Exercise instructions ::
In the passage below on the new Stony Brook University logo, which firm created the shield logo?

Supplied passage ::
Welcome the new logo for Stony Brook University: a red shield featuring a single star and a cluster of rays.

To bolster its image, the university has crafted an updated logo, simplified its name and re-branded its medical components.

The medical school and related disciplines will all be known under the rubric of Stony Brook Medicine, and the hospital Stony Brook University Hospital. The college will be known simply as Stony Brook University. Gone are the familiar: State University at Stony Brook, SUNY-Stony Brook, and SBU.

When the school was founded in 1957, the original logo featured wavy lines with a circle, said university president Dr. Samuel Stanley Jr.

"It was redone in the mid-90s into the three balls," he said. "The feeling was it was kind of a dated-looking logo."

Plus, no one Stanley asked seemed to know the symbolism of the red, blue and green circles arranged in a triangle.

Glaser, the artist behind such famous advertising logos as "I Love NY" and the Brooklyn Brewery symbol, said the idea was to show the transformative effects of higher learning.

"It was supposed to be the idea of illumination, light penetrating darkness -- cosmic meaning of some kind," he said.

But the university wanted a more modern style. "We arrived at something that was more forward-looking, and kept the star and the rays," Stanley said.

The shield logo, created by Alabama-based Lewis Communications, represents strength and also fits the mold of the traditional academic crest emblem, he said.

While Glaser said he was surprised the university used his logo for so long, he suggested the shield was too stale and traditional of a symbol.

"A shield is so -- if I may say so -- conventional and familiar in academic vocabulary that it's not exactly something they'd be surprised by," he said. "It seems like an old-fashioned idea."

While the new logo is in use online, Stanley said budgetary realities mean the school will update signs and stationery only as necessary.

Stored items
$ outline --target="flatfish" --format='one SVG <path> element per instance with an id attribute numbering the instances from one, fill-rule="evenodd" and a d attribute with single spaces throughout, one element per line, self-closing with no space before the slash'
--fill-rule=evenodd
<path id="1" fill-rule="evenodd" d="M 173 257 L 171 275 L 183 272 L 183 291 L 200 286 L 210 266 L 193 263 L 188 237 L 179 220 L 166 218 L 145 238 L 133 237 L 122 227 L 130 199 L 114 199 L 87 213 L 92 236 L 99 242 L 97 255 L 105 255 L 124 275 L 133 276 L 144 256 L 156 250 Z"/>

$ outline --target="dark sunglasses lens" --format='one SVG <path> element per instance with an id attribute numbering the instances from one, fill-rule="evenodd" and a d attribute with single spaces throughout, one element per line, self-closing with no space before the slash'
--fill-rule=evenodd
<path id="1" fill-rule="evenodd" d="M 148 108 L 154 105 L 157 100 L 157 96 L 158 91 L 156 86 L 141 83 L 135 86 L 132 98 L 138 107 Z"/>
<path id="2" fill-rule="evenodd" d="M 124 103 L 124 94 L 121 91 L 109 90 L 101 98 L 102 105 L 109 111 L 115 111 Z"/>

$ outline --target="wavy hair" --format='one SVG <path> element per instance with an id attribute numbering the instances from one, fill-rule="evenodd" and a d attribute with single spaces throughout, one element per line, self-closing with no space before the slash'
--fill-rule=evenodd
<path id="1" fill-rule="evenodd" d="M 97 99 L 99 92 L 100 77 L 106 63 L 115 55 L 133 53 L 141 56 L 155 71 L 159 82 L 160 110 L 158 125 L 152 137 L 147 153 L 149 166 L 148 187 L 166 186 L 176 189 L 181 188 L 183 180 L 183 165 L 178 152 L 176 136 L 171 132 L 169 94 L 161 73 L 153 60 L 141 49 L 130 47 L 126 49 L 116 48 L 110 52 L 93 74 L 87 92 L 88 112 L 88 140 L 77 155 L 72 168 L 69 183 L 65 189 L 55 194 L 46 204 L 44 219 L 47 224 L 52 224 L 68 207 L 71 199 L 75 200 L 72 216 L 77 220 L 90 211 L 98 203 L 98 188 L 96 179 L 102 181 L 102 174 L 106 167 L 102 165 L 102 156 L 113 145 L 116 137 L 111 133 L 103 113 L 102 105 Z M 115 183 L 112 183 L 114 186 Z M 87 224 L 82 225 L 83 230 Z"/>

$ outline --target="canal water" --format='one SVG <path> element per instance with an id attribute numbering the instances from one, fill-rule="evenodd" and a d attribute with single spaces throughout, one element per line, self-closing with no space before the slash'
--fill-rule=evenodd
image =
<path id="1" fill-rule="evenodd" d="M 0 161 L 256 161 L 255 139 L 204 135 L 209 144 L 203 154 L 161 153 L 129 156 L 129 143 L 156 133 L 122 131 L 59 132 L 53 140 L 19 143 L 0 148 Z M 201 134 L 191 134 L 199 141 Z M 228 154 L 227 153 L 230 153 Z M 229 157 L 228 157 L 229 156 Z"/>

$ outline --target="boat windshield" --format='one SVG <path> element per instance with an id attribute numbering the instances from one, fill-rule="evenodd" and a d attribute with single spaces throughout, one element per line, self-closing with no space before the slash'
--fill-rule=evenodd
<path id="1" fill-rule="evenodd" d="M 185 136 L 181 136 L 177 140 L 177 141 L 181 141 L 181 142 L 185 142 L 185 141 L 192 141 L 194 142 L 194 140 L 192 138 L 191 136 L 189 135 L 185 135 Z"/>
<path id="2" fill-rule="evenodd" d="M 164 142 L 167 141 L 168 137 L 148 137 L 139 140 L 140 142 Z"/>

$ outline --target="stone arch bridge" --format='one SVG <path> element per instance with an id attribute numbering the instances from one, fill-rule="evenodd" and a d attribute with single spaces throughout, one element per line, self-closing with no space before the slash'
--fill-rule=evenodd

Result of this exercise ::
Lewis Communications, a firm based in Alabama, created the shield logo.